## start
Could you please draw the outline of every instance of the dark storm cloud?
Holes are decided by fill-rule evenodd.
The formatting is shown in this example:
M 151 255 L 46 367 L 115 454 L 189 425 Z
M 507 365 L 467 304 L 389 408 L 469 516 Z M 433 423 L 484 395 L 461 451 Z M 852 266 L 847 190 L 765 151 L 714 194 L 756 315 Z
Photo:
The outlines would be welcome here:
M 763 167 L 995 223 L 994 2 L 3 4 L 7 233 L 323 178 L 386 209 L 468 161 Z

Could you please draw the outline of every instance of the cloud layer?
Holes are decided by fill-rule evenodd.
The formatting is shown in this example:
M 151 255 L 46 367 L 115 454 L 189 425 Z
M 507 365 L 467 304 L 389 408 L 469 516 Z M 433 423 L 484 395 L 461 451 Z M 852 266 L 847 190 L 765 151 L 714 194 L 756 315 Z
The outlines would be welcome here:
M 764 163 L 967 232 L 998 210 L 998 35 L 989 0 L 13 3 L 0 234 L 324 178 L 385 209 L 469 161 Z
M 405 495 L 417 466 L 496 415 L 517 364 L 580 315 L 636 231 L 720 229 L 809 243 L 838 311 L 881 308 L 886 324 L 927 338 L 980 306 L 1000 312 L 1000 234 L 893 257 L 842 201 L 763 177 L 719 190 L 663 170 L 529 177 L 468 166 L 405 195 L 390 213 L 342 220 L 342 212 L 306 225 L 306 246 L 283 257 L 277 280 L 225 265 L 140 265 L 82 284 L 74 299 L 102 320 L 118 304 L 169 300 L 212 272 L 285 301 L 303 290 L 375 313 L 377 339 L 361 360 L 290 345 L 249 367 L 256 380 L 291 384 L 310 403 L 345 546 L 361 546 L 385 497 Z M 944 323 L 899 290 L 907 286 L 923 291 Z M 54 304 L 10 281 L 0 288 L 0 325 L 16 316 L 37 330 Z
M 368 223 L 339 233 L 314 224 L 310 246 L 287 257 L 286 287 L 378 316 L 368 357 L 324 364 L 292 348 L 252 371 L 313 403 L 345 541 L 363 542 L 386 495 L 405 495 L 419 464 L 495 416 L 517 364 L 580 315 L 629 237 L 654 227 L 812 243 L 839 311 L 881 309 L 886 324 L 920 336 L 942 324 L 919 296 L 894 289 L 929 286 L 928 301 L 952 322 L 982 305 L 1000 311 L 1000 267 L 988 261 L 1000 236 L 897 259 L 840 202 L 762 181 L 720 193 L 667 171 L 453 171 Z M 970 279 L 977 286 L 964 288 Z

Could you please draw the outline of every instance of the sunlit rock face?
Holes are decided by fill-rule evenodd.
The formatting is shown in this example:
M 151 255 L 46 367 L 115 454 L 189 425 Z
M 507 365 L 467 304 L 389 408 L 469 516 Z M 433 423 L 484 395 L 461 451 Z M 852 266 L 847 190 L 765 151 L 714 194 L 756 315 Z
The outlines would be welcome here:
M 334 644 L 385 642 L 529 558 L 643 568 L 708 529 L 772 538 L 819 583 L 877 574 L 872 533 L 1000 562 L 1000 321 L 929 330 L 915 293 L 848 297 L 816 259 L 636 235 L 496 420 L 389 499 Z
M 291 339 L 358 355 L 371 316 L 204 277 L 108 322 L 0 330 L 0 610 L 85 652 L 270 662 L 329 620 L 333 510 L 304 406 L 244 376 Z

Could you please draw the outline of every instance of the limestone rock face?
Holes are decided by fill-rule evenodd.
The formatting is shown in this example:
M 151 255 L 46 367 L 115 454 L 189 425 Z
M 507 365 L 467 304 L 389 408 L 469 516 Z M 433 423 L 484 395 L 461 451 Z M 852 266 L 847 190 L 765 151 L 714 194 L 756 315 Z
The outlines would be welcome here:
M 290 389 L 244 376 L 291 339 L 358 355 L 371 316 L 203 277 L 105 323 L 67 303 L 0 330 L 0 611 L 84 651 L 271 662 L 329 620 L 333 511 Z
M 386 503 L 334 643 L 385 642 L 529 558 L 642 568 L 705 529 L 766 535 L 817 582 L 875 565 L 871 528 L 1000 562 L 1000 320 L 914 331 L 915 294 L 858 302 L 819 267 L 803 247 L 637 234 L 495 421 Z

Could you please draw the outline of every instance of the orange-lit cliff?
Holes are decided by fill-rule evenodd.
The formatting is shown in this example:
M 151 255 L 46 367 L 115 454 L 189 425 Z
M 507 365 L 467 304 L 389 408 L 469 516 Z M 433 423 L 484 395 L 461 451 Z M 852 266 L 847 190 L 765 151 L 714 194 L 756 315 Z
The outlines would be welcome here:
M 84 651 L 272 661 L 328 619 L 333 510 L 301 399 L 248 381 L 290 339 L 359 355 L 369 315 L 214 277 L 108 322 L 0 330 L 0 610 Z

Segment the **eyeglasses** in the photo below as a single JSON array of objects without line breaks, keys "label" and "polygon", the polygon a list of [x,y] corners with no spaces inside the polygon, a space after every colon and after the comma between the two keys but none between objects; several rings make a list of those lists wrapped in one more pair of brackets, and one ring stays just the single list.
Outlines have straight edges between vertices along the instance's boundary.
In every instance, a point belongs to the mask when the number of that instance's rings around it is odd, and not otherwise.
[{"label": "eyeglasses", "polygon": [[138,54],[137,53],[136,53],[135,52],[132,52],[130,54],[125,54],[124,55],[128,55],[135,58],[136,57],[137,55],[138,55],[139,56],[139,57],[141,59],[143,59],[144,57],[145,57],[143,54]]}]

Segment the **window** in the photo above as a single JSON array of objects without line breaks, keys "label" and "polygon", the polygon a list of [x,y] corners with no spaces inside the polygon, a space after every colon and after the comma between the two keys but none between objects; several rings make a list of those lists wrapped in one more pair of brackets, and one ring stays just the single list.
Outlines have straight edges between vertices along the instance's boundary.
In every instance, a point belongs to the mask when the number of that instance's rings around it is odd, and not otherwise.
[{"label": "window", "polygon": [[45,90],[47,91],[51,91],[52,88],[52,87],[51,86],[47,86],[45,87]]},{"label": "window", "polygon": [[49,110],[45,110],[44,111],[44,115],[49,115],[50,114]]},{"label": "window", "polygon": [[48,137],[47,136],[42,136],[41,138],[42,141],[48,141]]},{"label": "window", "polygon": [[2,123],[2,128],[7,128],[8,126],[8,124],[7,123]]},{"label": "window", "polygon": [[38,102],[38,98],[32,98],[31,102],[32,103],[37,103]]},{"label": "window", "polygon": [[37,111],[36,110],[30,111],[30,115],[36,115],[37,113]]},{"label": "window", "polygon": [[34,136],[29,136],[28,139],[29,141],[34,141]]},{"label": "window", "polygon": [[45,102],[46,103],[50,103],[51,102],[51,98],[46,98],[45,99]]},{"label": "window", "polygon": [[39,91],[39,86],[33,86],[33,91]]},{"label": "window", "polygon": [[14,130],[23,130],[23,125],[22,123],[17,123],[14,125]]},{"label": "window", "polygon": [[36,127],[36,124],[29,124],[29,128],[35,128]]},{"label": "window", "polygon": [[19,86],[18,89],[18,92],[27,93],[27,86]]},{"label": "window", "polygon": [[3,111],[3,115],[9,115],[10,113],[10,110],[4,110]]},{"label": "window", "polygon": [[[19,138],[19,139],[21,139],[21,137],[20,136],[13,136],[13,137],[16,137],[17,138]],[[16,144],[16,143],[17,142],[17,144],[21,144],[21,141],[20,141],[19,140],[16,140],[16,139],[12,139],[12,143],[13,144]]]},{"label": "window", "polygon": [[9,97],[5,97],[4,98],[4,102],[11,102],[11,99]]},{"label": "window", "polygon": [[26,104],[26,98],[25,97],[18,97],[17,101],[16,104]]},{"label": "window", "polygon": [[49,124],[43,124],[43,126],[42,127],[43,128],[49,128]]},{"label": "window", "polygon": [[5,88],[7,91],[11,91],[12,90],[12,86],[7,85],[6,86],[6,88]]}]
## end
_Requirements_
Repeat word for word the part of the records that opens with the line containing "limestone rock face?" and closes with the line containing "M 290 389 L", including both of those lines.

_The output_
Could you please draw the outline of every instance of the limestone rock face?
Holes are decided by fill-rule evenodd.
The formatting is shown in this example:
M 151 255 L 46 367 L 115 454 L 189 425 Z
M 507 365 L 467 304 L 389 408 L 469 516 Z M 433 423 L 484 395 L 461 451 Z M 852 266 L 847 190 L 765 151 L 714 194 L 756 315 Z
The outlines would be welcome here:
M 290 389 L 244 376 L 291 339 L 358 355 L 371 316 L 203 277 L 105 323 L 67 303 L 0 330 L 0 611 L 84 651 L 271 662 L 329 620 L 333 511 Z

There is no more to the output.